AIM OF THE TASK
Reproduce the listing below verbatim.

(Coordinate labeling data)

::::

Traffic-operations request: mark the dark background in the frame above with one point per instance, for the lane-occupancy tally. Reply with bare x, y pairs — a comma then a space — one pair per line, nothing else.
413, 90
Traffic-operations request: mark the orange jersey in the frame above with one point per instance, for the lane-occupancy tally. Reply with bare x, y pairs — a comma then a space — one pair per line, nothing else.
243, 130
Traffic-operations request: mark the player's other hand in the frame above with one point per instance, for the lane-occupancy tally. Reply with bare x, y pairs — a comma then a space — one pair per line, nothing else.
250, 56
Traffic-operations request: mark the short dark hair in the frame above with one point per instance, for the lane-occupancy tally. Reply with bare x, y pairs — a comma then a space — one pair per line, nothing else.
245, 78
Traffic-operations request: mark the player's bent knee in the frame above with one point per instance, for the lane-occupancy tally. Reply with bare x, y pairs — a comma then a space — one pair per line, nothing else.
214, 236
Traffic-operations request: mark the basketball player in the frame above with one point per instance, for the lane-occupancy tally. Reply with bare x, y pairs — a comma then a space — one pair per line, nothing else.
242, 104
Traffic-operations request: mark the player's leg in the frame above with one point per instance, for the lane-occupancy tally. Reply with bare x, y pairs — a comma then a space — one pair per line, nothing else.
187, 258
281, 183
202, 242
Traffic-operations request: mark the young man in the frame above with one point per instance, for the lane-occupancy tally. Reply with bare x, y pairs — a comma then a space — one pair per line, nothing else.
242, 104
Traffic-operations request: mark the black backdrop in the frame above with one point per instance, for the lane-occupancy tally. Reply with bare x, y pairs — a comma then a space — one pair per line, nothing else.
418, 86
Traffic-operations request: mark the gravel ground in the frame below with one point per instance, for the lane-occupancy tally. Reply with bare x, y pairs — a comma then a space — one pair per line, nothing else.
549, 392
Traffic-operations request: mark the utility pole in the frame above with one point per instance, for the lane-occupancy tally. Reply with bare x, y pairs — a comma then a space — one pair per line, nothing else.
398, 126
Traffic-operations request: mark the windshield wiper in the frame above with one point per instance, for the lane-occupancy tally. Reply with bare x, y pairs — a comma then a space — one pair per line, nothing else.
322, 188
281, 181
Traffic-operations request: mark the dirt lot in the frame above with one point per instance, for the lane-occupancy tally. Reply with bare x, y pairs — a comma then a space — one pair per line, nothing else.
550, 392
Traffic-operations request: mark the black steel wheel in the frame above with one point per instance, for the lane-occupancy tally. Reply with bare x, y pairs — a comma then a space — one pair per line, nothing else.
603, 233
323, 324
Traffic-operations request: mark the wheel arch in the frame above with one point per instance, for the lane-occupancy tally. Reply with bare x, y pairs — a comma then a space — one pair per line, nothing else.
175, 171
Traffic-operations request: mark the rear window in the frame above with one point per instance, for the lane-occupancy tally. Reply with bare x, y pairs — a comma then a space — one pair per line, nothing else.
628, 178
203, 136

::::

WRITTEN RESPONSE
Traffic-operations request: mark the dark background in the frame above with one point per instance, for the lane-occupancy tally. Reply with bare x, y pairs — a comma then a space — one pair per line, nothing else.
413, 90
Traffic-operations request: mark the orange jersey in the frame above with one point per instance, for the lane-occupancy tally. Reply with bare x, y pairs — a comma then a space — one pair per line, nothing else.
243, 130
Traffic-operations request: mark the player's other hand in the frame above with one point per instance, for the lane-occupancy tally. Reply with bare x, y pairs — a comma then a space — one pair per line, nothing else.
250, 56
Traffic-operations request: mark the short dark hair in the frame above with one point per instance, for the lane-occupancy tally. Reply with bare x, y pairs — a comma then a space — one pair per line, nothing else.
245, 78
Traffic-operations request: mark the player's bent knee in the frame above with one point per instance, for the lane-occupancy tally. Reply with bare x, y pairs — a comma then a space — one pair per line, nothing else.
214, 236
Traffic-operations request: mark the basketball player in the frame above with one point per instance, for the lane-occupancy tally. Reply with bare x, y pairs — a comma then a space — one pair per line, nothing else.
242, 104
Traffic-operations request: mark the player's leg in the frame above with one point per instance, for the lane-occupancy tally. Reply with bare x, y pairs — a comma then a space — one pair per line, nothing else.
187, 258
281, 183
202, 242
Traffic-operations request: mark the young man in the frame above with one point per instance, for the lane-occupancy tally. Reply with bare x, y pairs — a comma then a space — one pair per line, nothing else.
242, 104
Traffic-operations request: mark the black backdrop in the frame above with one point per instance, for the lane-occupancy tally. Reply with bare x, y pairs — a comma then a space — one pair per line, nothing else.
418, 86
Traffic-operations request: mark the gravel ground in the frame below with one point per instance, for the lane-occupancy tally. Reply with bare x, y pairs — a comma then a space — one pair per line, nothing else.
549, 392
Traffic-operations request: mark the utility pole in the frame above with one point per instance, for the lane-occupancy tally. Reply with bare x, y pairs — a comma then a space — one pair per line, nothing else.
398, 126
Traffic-operations request: mark the windshield wiper in the frame above with one point per instance, for the lane-occupancy tally. Reply with bare x, y pairs — a comma then a space — one pair per line, nothing else.
322, 188
281, 181
Traffic-operations request: mark the dirt lot in the frame above with one point per instance, for the lane-occupancy tally. Reply with bare x, y pairs — a comma then a space — one pair per line, nothing else.
550, 392
Traffic-operations request: mark the black steel wheel in the frame above with one point per instance, for the lane-occupancy tally. Reply with bare x, y pairs — a comma then a space — one pair per line, nothing else.
603, 233
323, 324
Traffic-operations request: mark the wheel arch in the frame above with one point per instance, for the lane-occupancy tally. Reply with bare x, y pairs — a comma then a space — one pair per line, nothing else.
175, 171
Traffic-operations request: mark the rear window in the frame above with one point per instance, for the lane-occupancy tally. Reply with bare x, y pairs — a comma then a space — one pair per line, nothing else.
628, 178
203, 136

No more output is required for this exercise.